YOUR INSTRUCTIONS
Among the entries below, which lines include the string "triangular"? Show each one.
----------------------------------------
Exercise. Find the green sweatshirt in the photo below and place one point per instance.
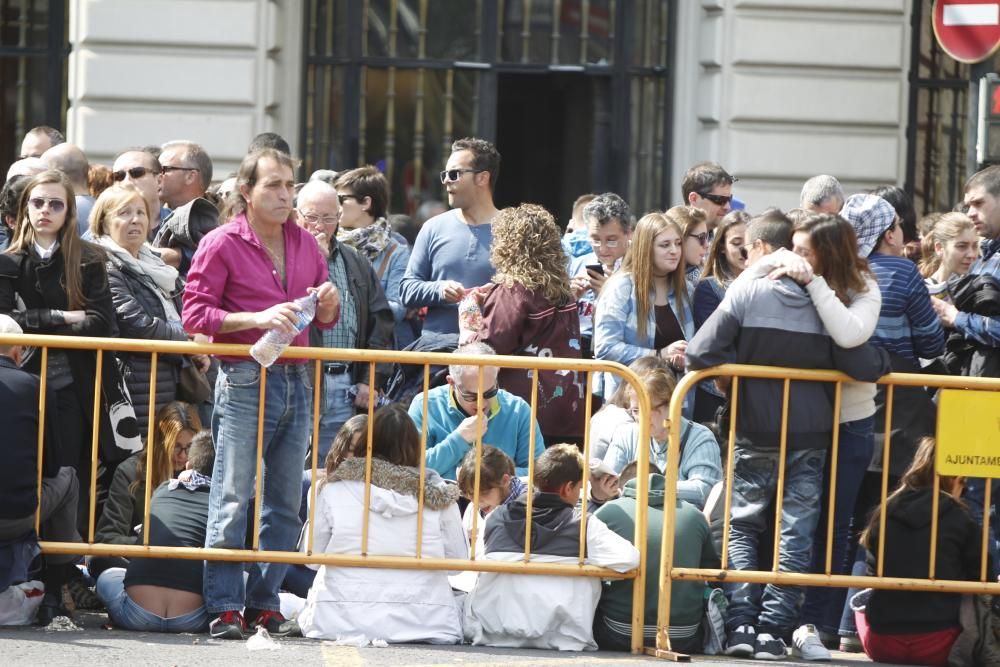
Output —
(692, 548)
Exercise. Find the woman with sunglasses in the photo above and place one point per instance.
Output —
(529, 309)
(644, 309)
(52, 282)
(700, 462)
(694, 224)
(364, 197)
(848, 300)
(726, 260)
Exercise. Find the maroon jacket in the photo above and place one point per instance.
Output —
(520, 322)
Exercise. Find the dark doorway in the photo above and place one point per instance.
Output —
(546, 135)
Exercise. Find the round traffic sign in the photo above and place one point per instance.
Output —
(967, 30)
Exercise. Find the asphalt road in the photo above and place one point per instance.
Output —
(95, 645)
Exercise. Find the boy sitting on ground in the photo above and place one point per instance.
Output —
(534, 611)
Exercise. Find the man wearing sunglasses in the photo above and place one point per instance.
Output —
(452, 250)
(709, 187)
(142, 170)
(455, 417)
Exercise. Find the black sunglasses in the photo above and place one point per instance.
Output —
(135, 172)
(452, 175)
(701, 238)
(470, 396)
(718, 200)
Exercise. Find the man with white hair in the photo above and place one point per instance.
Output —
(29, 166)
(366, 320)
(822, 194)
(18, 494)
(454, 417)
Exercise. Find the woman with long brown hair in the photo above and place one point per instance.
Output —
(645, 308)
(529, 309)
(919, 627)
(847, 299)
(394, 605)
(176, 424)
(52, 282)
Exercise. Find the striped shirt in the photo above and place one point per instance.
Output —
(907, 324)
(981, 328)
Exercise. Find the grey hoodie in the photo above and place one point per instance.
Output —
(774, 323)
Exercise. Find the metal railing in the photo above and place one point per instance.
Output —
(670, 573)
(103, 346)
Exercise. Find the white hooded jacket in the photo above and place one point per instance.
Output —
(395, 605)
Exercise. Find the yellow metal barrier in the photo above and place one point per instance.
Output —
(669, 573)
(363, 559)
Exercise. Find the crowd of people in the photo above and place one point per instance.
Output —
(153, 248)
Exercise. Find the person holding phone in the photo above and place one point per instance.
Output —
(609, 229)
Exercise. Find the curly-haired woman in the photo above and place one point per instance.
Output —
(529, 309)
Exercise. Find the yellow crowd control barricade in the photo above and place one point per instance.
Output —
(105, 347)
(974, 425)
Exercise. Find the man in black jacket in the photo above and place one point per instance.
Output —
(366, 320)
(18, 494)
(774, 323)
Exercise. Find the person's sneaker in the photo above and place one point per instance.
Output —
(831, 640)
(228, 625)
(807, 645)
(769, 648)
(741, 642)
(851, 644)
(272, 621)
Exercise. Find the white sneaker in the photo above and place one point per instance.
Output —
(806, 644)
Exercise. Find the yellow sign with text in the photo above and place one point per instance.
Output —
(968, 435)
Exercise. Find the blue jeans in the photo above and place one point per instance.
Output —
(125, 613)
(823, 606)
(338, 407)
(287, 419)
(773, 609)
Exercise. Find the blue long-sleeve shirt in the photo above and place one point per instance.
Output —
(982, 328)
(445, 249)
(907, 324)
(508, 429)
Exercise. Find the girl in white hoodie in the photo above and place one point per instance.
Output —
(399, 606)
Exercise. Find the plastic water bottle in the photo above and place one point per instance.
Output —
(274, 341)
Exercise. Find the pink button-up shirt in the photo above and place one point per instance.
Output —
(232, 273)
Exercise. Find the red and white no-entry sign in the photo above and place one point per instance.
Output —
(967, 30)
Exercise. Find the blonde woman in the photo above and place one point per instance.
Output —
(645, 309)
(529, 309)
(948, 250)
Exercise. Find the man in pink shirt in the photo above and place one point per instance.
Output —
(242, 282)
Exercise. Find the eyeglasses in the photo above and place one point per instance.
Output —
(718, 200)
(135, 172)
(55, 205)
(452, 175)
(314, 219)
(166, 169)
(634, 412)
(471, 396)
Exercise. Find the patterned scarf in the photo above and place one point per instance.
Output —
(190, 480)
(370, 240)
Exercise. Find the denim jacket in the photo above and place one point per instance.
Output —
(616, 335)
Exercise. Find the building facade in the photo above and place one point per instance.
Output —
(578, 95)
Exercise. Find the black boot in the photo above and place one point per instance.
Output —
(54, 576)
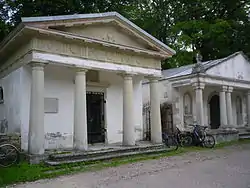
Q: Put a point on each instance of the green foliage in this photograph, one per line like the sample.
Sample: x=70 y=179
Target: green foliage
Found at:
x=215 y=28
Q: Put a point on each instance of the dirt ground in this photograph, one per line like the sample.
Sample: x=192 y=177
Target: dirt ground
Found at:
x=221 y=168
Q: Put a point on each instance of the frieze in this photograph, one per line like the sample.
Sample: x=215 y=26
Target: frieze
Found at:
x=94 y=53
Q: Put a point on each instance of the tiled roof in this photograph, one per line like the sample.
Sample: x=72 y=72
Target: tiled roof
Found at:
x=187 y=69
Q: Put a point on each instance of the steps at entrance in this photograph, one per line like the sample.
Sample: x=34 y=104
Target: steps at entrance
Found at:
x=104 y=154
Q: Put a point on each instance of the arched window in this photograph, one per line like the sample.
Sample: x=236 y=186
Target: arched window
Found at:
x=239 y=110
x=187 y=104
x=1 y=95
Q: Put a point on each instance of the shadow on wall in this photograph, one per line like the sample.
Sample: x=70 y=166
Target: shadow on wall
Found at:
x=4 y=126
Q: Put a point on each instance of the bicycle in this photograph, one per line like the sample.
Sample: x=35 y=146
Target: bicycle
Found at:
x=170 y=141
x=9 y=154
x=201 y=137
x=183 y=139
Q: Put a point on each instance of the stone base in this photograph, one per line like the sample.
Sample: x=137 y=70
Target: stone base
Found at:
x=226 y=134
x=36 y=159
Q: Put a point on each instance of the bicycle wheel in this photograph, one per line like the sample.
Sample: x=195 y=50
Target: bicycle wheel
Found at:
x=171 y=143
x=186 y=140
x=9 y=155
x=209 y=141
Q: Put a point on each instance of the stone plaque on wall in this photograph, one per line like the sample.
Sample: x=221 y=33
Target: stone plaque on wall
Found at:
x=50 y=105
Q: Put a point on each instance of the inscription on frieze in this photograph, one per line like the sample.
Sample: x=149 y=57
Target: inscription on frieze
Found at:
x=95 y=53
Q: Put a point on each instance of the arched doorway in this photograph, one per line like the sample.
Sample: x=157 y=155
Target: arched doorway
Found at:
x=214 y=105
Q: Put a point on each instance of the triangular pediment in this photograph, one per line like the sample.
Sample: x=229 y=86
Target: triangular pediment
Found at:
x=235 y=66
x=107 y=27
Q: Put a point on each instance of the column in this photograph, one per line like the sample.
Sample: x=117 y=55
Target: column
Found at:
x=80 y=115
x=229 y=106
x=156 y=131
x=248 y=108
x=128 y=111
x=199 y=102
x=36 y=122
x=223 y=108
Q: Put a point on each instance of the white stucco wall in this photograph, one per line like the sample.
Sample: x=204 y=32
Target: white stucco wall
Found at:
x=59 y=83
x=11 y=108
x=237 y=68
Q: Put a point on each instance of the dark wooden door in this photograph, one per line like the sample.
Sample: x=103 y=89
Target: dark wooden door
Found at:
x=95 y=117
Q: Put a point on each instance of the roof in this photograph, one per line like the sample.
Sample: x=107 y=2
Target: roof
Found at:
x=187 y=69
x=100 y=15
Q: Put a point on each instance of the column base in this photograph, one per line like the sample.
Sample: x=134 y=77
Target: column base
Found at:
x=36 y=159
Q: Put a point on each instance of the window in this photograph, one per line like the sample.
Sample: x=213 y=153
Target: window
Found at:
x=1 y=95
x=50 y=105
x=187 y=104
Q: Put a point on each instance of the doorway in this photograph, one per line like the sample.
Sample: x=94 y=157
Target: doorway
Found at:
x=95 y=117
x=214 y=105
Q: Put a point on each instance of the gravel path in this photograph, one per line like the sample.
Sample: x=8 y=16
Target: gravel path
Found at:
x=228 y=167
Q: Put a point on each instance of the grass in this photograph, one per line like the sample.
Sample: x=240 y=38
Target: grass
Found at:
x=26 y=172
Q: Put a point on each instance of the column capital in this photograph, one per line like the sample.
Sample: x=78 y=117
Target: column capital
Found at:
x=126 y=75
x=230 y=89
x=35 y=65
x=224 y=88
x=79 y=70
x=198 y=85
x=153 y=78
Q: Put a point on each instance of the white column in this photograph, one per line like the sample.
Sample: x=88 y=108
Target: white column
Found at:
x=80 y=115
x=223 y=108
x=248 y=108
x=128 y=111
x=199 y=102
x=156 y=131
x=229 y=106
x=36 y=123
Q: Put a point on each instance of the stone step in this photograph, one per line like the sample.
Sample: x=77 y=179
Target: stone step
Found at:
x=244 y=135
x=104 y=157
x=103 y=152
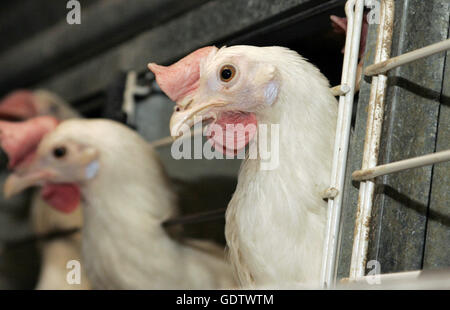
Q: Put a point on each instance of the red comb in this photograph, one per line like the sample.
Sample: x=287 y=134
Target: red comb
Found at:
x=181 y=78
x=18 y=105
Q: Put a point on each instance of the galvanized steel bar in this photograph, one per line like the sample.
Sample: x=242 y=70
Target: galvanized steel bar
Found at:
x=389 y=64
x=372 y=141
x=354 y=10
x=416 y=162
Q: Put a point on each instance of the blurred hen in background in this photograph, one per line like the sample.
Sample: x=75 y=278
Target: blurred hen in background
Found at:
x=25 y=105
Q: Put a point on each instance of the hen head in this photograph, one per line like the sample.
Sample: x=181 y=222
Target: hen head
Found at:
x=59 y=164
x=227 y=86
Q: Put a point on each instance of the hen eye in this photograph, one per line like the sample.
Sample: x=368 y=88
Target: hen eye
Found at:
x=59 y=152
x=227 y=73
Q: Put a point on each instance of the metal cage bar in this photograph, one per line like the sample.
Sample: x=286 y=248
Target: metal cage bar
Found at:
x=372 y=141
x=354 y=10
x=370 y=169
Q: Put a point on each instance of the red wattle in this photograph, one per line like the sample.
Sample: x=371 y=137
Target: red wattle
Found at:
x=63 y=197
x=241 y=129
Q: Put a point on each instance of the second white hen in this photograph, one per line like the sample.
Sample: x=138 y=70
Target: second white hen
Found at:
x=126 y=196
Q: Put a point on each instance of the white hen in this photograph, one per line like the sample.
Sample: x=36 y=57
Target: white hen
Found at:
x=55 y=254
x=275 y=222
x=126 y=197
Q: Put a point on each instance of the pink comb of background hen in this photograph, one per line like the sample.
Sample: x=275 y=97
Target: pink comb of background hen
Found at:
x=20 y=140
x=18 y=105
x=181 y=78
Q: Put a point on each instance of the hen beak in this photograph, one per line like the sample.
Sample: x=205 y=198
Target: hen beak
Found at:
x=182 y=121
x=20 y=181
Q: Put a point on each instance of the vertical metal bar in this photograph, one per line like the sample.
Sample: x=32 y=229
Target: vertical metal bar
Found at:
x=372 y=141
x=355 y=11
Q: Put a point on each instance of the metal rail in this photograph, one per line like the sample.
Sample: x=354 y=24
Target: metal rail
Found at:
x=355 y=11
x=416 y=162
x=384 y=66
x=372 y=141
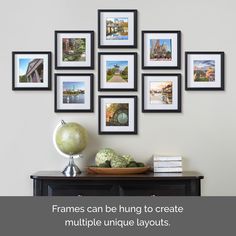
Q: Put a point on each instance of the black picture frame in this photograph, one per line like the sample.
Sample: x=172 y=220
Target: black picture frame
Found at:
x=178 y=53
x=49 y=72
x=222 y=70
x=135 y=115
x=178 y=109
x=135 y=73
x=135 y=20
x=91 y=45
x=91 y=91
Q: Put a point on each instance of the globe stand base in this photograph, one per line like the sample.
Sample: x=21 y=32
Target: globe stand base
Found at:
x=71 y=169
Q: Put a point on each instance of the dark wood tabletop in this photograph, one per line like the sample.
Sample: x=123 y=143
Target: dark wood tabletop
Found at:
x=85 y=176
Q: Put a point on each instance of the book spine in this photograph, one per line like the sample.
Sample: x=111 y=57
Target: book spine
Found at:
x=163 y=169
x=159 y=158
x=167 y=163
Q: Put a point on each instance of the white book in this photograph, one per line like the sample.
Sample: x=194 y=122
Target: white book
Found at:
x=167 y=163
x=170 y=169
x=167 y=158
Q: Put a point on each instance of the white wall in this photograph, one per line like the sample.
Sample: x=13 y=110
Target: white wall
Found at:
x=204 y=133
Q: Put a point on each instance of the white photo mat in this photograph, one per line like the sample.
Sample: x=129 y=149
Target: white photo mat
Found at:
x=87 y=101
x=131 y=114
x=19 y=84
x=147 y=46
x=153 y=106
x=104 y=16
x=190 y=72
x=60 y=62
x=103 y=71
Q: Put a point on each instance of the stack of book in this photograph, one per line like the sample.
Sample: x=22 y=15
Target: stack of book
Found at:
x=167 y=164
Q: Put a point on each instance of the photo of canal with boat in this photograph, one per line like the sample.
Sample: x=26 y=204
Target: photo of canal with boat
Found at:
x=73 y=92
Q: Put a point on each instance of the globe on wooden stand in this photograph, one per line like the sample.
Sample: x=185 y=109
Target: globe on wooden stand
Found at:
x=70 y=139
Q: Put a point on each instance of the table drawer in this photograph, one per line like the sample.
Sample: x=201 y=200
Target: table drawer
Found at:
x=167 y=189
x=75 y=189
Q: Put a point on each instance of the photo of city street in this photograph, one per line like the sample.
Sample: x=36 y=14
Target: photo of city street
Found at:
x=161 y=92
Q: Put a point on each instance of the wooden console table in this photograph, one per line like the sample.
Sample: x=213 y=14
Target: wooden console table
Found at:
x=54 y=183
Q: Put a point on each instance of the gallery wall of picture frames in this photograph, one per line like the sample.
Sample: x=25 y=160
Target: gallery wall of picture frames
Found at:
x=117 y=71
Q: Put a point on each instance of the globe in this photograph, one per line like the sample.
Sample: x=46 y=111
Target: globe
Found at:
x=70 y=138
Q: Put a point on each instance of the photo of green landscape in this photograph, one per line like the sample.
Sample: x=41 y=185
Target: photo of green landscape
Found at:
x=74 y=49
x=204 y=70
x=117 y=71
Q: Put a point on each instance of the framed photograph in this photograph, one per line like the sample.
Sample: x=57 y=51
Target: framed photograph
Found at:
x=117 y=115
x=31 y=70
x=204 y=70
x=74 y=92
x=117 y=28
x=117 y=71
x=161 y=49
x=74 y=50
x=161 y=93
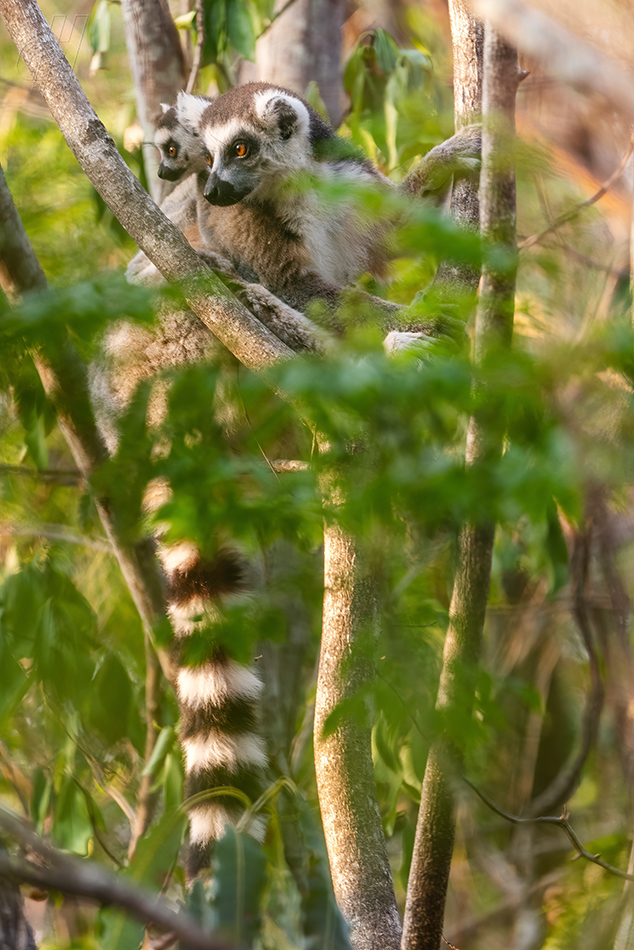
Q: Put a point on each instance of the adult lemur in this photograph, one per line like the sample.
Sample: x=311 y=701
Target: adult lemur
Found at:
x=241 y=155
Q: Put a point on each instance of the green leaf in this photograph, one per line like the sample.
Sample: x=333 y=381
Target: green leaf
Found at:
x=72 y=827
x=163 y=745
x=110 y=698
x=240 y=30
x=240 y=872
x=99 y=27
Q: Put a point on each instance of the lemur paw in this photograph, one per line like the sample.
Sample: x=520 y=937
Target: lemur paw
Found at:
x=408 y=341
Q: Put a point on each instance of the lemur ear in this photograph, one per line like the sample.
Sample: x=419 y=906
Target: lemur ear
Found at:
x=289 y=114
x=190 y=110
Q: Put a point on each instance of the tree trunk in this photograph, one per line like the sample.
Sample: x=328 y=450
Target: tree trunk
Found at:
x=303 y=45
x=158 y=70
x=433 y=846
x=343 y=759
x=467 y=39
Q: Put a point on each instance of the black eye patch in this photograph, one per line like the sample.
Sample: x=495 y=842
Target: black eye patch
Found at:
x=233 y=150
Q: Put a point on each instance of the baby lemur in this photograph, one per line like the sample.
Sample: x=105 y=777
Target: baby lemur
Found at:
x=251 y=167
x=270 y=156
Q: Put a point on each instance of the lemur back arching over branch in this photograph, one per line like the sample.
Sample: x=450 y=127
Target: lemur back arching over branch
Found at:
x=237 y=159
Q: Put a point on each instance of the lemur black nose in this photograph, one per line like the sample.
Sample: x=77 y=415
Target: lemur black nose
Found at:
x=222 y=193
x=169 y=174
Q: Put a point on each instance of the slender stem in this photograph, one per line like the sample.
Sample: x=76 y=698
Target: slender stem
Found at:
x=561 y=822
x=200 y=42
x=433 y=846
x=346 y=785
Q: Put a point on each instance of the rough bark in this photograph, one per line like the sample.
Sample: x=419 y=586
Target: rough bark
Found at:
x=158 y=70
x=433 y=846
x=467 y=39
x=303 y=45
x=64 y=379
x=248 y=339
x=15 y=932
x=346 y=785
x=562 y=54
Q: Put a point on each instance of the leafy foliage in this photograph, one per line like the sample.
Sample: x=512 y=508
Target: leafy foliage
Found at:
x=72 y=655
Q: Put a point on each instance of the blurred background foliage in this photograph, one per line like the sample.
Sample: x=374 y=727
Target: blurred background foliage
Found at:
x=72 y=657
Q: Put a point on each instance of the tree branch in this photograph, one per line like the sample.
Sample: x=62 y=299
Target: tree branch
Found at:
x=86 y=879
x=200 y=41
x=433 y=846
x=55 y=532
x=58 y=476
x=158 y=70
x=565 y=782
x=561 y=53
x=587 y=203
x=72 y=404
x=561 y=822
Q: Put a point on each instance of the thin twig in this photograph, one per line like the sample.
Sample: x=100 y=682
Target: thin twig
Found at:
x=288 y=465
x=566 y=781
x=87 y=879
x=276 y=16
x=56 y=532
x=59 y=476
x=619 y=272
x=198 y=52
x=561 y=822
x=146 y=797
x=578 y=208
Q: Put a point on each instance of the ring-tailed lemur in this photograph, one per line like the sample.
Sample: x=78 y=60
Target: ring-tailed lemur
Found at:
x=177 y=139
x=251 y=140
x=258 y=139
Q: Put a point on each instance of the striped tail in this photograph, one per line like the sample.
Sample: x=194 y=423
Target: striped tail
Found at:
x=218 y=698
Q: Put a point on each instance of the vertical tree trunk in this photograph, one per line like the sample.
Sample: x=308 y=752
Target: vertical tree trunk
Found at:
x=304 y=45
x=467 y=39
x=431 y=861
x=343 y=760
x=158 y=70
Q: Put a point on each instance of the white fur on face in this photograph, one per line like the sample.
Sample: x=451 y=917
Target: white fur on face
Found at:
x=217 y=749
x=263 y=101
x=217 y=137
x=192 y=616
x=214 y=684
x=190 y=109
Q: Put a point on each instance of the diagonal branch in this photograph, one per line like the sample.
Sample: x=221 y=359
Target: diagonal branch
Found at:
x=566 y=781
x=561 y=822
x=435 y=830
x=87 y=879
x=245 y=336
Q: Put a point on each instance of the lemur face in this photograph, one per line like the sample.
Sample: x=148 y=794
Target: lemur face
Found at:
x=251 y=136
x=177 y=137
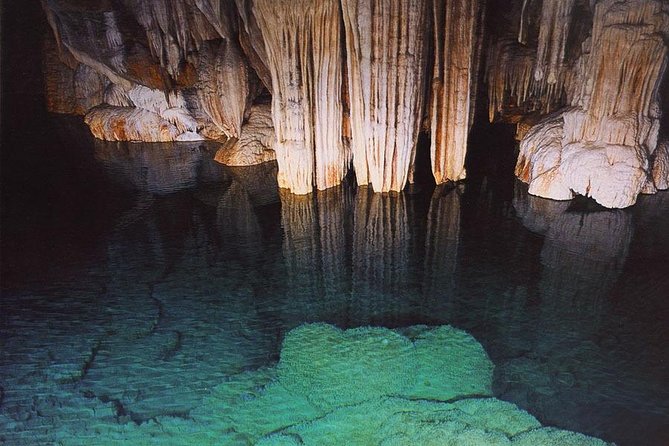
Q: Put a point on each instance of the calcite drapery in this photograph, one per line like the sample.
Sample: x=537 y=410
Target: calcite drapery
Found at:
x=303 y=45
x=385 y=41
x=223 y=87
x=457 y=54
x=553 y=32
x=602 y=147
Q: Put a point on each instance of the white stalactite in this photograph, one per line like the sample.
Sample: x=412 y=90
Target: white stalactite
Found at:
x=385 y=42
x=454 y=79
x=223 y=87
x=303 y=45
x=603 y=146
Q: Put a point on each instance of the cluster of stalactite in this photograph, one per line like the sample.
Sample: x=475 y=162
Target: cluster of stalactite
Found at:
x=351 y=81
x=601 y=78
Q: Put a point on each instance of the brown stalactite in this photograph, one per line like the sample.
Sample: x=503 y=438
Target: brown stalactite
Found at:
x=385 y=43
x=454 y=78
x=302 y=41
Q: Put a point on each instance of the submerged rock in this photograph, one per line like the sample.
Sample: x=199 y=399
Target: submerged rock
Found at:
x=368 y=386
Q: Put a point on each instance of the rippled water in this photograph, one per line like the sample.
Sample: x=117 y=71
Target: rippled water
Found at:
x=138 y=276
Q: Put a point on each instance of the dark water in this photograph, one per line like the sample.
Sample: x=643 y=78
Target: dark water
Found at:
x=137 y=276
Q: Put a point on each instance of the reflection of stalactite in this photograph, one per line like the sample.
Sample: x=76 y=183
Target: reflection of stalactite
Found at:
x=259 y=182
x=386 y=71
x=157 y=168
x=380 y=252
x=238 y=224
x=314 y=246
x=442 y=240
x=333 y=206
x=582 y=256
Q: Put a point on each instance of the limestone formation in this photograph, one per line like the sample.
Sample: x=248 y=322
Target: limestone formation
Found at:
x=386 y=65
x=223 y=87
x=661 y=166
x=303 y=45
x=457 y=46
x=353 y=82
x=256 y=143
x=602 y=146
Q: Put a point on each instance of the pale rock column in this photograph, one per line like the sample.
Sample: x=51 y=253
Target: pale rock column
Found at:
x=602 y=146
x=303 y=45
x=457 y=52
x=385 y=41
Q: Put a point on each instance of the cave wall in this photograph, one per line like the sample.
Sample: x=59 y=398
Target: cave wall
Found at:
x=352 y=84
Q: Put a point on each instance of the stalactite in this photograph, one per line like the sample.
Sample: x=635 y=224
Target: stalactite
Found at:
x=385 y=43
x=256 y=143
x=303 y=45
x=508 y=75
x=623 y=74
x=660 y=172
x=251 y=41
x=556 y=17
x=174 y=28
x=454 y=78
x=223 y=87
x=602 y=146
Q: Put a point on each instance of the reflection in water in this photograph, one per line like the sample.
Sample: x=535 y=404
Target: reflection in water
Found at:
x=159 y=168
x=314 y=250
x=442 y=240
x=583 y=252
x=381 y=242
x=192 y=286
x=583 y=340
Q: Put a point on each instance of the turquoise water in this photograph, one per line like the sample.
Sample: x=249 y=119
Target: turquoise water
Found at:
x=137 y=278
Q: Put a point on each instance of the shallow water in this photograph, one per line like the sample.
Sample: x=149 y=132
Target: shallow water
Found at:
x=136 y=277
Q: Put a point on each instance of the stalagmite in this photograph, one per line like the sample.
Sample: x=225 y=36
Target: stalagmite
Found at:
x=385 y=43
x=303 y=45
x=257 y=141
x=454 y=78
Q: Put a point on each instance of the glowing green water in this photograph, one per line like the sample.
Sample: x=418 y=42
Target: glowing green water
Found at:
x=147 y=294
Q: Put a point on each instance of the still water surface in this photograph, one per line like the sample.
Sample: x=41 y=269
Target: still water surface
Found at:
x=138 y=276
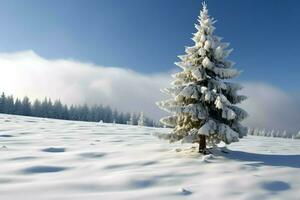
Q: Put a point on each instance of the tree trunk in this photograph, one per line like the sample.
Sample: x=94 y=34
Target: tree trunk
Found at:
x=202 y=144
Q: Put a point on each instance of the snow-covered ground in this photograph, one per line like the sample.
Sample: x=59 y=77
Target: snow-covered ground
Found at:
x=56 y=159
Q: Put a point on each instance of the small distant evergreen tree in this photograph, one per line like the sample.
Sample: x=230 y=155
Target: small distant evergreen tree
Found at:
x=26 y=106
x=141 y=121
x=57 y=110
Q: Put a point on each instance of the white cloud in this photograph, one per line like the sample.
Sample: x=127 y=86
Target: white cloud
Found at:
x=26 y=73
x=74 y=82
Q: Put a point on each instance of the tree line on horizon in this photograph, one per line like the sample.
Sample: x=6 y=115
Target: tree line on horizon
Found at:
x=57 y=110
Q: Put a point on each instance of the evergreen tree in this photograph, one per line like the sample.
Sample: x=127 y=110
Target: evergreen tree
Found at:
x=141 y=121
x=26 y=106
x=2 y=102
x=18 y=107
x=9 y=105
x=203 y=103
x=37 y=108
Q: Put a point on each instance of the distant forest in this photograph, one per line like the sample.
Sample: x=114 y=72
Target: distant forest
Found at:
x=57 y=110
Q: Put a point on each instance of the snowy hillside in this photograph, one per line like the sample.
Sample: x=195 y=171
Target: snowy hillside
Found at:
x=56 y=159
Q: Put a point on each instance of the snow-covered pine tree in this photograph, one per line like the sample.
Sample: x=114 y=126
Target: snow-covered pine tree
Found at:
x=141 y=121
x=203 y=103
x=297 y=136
----------------------------------------
ANSWER SPACE
Q: Put a point on each instance of the triangular pediment in this photograph, one per line like the sample.
Target: triangular pediment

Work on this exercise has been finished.